### EXTRACTED ENTRIES

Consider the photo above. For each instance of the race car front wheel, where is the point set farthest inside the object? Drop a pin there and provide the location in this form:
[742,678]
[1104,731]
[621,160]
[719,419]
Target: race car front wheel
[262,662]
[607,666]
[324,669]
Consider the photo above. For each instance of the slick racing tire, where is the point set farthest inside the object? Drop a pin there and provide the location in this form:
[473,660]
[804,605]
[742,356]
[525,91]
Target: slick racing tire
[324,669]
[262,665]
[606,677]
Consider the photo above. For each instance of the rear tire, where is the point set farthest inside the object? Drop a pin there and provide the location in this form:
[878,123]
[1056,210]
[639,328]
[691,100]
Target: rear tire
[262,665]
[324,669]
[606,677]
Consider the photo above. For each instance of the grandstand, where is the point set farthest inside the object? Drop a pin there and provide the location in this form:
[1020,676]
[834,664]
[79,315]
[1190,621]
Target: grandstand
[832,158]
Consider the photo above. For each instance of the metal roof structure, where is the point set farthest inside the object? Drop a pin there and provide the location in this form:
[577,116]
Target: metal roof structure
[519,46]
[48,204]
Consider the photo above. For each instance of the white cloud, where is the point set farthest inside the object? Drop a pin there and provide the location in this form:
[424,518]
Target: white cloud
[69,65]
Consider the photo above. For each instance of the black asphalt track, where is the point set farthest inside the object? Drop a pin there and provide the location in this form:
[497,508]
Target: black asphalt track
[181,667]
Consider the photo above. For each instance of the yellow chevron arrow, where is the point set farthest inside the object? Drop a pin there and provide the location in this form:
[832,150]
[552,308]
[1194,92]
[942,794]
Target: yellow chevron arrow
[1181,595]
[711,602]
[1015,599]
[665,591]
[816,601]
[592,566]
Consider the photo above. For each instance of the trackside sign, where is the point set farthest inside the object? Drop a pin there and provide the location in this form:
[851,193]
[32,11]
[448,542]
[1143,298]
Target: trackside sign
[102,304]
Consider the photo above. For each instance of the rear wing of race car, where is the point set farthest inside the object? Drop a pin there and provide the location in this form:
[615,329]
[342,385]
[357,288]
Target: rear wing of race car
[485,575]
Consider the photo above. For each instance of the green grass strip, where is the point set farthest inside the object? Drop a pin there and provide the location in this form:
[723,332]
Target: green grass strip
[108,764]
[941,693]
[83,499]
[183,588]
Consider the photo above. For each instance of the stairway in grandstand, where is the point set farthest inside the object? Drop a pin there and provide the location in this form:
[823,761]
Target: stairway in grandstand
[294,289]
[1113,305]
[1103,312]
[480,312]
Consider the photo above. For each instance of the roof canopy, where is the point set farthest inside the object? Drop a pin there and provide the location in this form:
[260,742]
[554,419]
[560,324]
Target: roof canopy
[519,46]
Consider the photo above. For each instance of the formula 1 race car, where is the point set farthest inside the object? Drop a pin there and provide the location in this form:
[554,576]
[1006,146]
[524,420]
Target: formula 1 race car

######

STATED TASK: Reproduce the material verbatim, beginning at the line that contains "Consider the photo above. For each instance of the black" and continuing through the last line of the material.

FULL OUTPUT:
Consider the photo above. For each instance of the black asphalt track, where is the point set farthest inside the object? Drop a pin there and provide the location in this form:
[497,508]
Target: black asphalt track
[181,667]
Consider the photo above. For each instance of the yellow chevron arrow, where is the point set farthest inside the object? Drop a pin there and provide the location in this form:
[832,150]
[552,308]
[1194,92]
[942,794]
Target: yellow chevron arrow
[1181,595]
[711,602]
[1015,599]
[665,591]
[816,601]
[592,566]
Consider the photo above. For each instance of the trackside sign, where is the point set farthest inside the object? Drop a pin there and provide the location in this form:
[851,193]
[32,11]
[448,542]
[1143,298]
Target: trackside sign
[102,304]
Consider the photo above. For each instance of the rear wing of race car, where is the point set farthest inside the object? Drop a pin there and provide the location in this form:
[615,329]
[342,385]
[357,288]
Target: rear wing of race car
[485,575]
Consider the photo above. For each instance of the green grass strip, where is the point set farthest inside the object? Drop a pin there and provide the location in this form:
[723,332]
Target: green grass strip
[108,764]
[941,693]
[83,499]
[183,588]
Consider the photo above. For each instance of the stairway in grandstand, where is the point set farthest inside the object? Drop a pin there and provide the location in this form:
[823,761]
Target: stairway in grandstand
[294,289]
[1113,305]
[1103,312]
[480,312]
Consider the photo above. For each instance of the roof canopy, where is the point set farthest inside the object? Drop a pin there and provide the location in this form:
[260,742]
[554,419]
[560,324]
Target: roof canopy
[519,46]
Consider the photo above. For each instance of the formula 1 race car, where is the point set farthest inside the object? Drop a pin there and provide the location in this form:
[554,576]
[1006,146]
[524,420]
Target: formula 1 race car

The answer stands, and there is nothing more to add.